**Extracted text**

* START *

Merge pull request #1478 from bijay27bit/E2EgcsNewChangesSink_BT

AnkitCLI · web-flow · commit 0b391d829700 · 2025-02-06T23:05:42.000+05:30
E2E GCS Sink additional test scenarios.
diff --git a/src/e2e-test/features/gcs/sink/BigQueryToGCSSink_WithMacro.feature b/src/e2e-test/features/gcs/sink/BigQueryToGCSSink_WithMacro.feature
@@ -0,0 +1,76 @@
+@GCS_Sink
+Feature: GCS sink - Verification of GCS Sink plugin macro scenarios
+
+  @BQ_SOURCE_DATATYPE_TEST @GCS_SINK_TEST
+  Scenario:Validate successful records transfer from BigQuery to GCS sink with macro fields
+    Given Open Datafusion Project to configure pipeline
+    Then Select plugin: "BigQuery" from the plugins list as: "Source"
+    When Expand Plugin group in the LHS plugins list: "Sink"
+    When Select plugin: "GCS" from the plugins list as: "Sink"
+    Then Open BigQuery source properties
+    Then Enter BigQuery property reference name
+    Then Enter BigQuery property projectId "projectId"
+    Then Enter BigQuery property datasetProjectId "projectId"
+    Then Override Service account details if set in environment variables
+    Then Enter BigQuery property dataset "dataset"
+    Then Enter BigQuery source property table name
+    Then Validate output schema with expectedSchema "bqSourceSchemaDatatype"
+    Then Validate "BigQuery" plugin properties
+    Then Close the BigQuery properties
+    Then Open GCS sink properties
+    Then Override Service account details if set in environment variables
+    Then Enter the GCS sink mandatory properties
+    Then Enter GCS property "projectId" as macro argument "gcsProjectId"
+    Then Enter GCS property "serviceAccountType" as macro argument "serviceAccountType"
+    Then Enter GCS property "serviceAccountFilePath" as macro argument "serviceAccount"
+    Then Enter GCS property "path" as macro argument "gcsSinkPath"
+    Then Enter GCS sink property "pathSuffix" as macro argument "gcsPathSuffix"

* END *

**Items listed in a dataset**

* START *

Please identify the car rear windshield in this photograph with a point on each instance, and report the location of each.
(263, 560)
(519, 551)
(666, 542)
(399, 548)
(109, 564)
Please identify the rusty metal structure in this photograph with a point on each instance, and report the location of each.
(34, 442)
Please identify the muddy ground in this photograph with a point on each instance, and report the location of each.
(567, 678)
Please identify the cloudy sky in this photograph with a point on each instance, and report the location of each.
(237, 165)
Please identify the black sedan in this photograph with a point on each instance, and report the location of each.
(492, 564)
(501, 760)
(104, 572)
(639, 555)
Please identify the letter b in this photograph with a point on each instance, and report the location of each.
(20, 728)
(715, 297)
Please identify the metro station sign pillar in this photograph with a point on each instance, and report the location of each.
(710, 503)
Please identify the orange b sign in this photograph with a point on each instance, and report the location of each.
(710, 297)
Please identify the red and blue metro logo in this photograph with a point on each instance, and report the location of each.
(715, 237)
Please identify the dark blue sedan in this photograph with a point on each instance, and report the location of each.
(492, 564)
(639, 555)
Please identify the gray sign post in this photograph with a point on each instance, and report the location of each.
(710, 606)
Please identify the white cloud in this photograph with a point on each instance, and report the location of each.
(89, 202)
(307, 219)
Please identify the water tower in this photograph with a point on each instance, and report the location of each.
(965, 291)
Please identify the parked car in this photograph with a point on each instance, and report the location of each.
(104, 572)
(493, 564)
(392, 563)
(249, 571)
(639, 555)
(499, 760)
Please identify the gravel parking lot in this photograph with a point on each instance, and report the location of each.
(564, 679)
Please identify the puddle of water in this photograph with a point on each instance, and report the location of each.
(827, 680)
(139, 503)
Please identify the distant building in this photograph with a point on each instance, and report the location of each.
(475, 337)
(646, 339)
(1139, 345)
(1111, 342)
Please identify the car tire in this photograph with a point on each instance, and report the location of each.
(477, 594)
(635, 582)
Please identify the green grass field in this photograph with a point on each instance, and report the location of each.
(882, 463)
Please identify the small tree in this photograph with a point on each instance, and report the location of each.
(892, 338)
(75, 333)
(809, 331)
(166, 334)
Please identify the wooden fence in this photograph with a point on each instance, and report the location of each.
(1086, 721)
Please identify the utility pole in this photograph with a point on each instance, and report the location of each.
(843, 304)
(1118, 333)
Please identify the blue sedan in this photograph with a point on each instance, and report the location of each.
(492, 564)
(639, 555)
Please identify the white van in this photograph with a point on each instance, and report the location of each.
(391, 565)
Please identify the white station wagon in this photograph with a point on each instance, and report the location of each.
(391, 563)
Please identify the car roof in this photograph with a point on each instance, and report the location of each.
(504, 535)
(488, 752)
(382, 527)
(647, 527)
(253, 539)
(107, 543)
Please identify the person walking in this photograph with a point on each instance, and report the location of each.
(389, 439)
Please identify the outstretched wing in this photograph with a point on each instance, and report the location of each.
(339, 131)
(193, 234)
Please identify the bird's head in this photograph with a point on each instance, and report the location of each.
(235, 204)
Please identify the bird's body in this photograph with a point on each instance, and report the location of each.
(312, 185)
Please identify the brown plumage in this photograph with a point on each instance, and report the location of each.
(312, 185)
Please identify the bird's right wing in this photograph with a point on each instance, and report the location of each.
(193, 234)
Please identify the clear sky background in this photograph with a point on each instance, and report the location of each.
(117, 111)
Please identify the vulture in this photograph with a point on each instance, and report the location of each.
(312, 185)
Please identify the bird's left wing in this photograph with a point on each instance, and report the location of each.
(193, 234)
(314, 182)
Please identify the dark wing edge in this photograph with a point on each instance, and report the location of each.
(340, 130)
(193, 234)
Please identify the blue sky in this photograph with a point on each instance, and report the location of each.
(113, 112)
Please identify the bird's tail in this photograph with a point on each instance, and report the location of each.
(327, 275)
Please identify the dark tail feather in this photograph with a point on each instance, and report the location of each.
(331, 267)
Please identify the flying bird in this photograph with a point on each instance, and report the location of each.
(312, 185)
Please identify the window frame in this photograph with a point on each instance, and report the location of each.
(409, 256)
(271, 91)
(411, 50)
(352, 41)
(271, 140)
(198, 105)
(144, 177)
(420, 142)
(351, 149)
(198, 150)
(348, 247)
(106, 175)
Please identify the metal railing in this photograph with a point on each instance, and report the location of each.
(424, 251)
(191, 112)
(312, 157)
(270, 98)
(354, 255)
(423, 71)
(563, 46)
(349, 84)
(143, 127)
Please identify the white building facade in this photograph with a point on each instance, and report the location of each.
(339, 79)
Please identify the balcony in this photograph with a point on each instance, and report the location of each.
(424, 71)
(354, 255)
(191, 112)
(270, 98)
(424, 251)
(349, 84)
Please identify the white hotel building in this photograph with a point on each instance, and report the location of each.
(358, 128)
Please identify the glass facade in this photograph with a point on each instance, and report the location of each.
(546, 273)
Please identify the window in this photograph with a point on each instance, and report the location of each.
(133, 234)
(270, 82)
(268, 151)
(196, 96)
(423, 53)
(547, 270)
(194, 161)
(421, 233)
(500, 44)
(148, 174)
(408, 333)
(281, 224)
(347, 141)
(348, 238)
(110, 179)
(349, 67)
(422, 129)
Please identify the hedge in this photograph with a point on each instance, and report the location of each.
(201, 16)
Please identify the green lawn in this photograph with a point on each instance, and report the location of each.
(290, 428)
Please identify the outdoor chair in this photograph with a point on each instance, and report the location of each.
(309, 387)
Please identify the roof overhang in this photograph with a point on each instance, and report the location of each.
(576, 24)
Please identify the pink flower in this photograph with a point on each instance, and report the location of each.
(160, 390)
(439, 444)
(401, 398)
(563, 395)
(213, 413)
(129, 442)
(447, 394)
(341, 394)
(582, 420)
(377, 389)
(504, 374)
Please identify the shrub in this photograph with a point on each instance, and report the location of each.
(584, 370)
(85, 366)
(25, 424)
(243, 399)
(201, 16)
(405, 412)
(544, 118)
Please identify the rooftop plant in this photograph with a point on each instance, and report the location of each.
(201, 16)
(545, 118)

* END *

**To do**
A. Please translate this scenario title from the GCS sink commit above into Spanish: "Validate successful records transfer from BigQuery to GCS sink with macro fields".
B. Write the next lines of the GCS sink commit, picking up after its final step.

**Answers per task**
A. Validar la transferencia exitosa de registros de BigQuery al sink de GCS con campos de macro.

B.
+    Then Enter GCS property "format" as macro argument "gcsFormat"
+    Then Click on the Macro button of Property: "writeHeader" and set the value to: "WriteHeader"
+    Then Click on the Macro button of Property: "location" and set the value to: "gcsSinkLocation"
+    Then Click on the Macro button of Property: "contentType" and set the value to: "gcsContentType"
+    Then Click on the Macro button of Property: "outputFileNameBase" and set the value to: "OutFileNameBase"
+    Then Click on the Macro button of Property: "fileSystemProperties" and set the value to: "FileSystemPr"
+    Then Validate "GCS" plugin properties
+    Then Close the GCS properties
+    Then Connect source as "BigQuery" and sink as "GCS" to establish connection
+    Then Save the pipeline
+    Then Preview and run the pipeline
+    Then Enter runtime argument value "projectId" for key "gcsProjectId"
+    Then Enter runtime argument value "serviceAccountType" for key "serviceAccountType"
+    Then Enter runtime argument value "serviceAccount" for key "serviceAccount"
+    Then Enter runtime argument value for GCS sink property path key "gcsSinkPath"
+    Then Enter runtime argument value "gcsPathDateSuffix" for key "gcsPathSuffix"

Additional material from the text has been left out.